■ TEXTO CITADO ■
········

A carga de lanza o golpes de machete, habían sido los desposeídos quienes pelearon, cuando despuntaba el siglo XIX, contra el poder español en América. La independencia no los recompensó: traicionó las esperanzas de los que habían derramado su sangre. Cuando la paz llegó, los dueños de la tierra y los grandes mercaderes aumentaron sus fortunas, mientras se extendía la pobreza de las masas populares. Al mismo tiempo, los cuatro virreinatos del imperio español saltaron en pedazos y múltiples países nacieron.
Nuestros países se ponían al servicio de los industriales ingleses y de los pensadores franceses. ¿Pero qué “burguesía nacional” era la nuestra, formada por terratenientes, traficantes, comerciantes y especuladores, los políticos de levita y los doctores sin arraigo? América Latina tuvo sus constituciones burguesas, barnizadas de liberalismo, pero no tuvo una burguesía que se propusiera el desarrollo de un capitalismo nacional pujante.

Los burgueses de mostrador, usureros y comerciantes, que acapararon el poder político, no tenían interés en impulsar las manufacturas locales cuando el libre cambio abrió las puertas a las mercancías británicas. Sus socios, los dueños de la tierra, no estaban interesados en resolver “la cuestión agraria”. El latifundio se consolidó sobre el despojo a lo largo del siglo XIX. Una historia de traiciones sucedió a la independencia, y América Latina continuó condenada al monocultivo y a la dependencia.

En 1824, Simón Bolívar dictó el Decreto de Trujillo para proteger a los indios de Perú y reordenar el sistema de la propiedad agraria: sus disposiciones no hirieron los privilegios de la oligarquía peruana, y los indios continuaron tan explotados como siempre. En México, Hidalgo y Morelos habían caído derrotados tiempo antes. Al sur, José Artigas encarnó la revolución agraria. Este caudillo, calumniado y desfigurado por la historia oficial, encabezó a las masas populares de lo que hoy es Uruguay y las provincias argentinas de Santa Fe, Corrientes, Entre Ríos, Misiones y Córdoba, en 1811 a 1820. Artigas quiso echar las bases económicas, sociales y políticas de una Patria Grande en el antiguo Virreinato de Río de la Plata, y fue el más importante de los jefes que pelearon contra el centralismo del puerto de Buenos Aires. Luchó contra los españoles y los portugueses y finalmente sus fuerzas fueron trituradas por Río de Janeiro y Buenos Aires, instrumentos del Imperio británico, y por la oligarquía que lo traicionó cuando se sintió traicionada por el programa de reivindicaciones sociales del caudillo.

Seguían a Artigas paisanos pobres, gauchos montaraces, indios, esclavos que ganaban la libertad incorporándose al ejército de la independencia. El pueblo en armas se hizo pueblo en marcha; hombres y mujeres, viejos y niños, lo abandonaban todo tras las huellas del caudillo. En 1815, Artigas controlaba vastas comarcas. Paseándose con las manos en la espalda, Artigas dictaba losdecretos revolucionarios de su gobierno. Así nació la primera reforma agraria de América Latina.

········

■ DATOS DE ORIGEN ■
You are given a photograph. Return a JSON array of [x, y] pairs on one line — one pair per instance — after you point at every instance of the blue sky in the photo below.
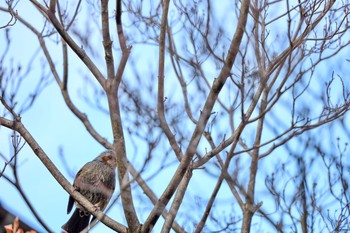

········

■ TAREAS ■
[1] Según el texto sobre la independencia latinoamericana, ¿en qué año dictó Simón Bolívar el Decreto de Trujillo?
[2] Indica si cada afirmación coincide con el texto sobre la independencia latinoamericana y cita las palabras exactas del texto que lo deciden: (a) Artigas encabezó a las masas populares entre 1811 y 1820. (b) El Decreto de Trujillo puso fin a la explotación de los indios de Perú. (c) Los dueños de la tierra querían resolver la cuestión agraria.
[3] Continúa el texto sobre la independencia latinoamericana a partir del punto en que se detiene.
Los datos no hacen falta aquí.

■ RESPUESTAS ■
[1] En 1824.

[2]
(a) Sí: "encabezó a las masas populares de lo que hoy es Uruguay y las provincias argentinas de Santa Fe, Corrientes, Entre Ríos, Misiones y Córdoba, en 1811 a 1820".
(b) No: "los indios continuaron tan explotados como siempre".
(c) No: "Sus socios, los dueños de la tierra, no estaban interesados en resolver “la cuestión agraria”".

[3]
El código agrario de 1815 fue “la más avanzada y gloriosa constitución” de cuantas llegarían a conocer los uruguayos y que surgió como una respuesta revolucionaria a la necesidad nacional de recuperación económica y de justicia social. Se decretaba la expropiación y el reparto de tierras. Se decomisaba la tierra de los enemigos sin indemnización, y a los enemigos pertenecía la inmensa mayoría de los latifundios. Las tierras se repartían de acuerdo con el principio de que “los más infelices serán los más privilegiados”. Los indios tenían “el principal derecho”.

La intervención extranjera terminó con todo. Desde 1820 hasta fines del siglo fueron desalojados, a tiros, los pobres que habían sido beneficiados por la reforma agraria. Derrotado, Artigas se había marchado a Paraguay, a morirse solo al cabo de un largo exilio. El reglamento de 1815 contenía disposiciones para evitar la acumulación de tierras en pocas manos. En nuestros días, quinientas familias monopolizan la mitad de la tierra en Uruguay. El país vive de la lana y de la carne. Los rendimientos productivos son bajos, pero los beneficios muy altos, a causa de los bajísiinos costos. Quienes producen la carne han perdido el derecho de comerla.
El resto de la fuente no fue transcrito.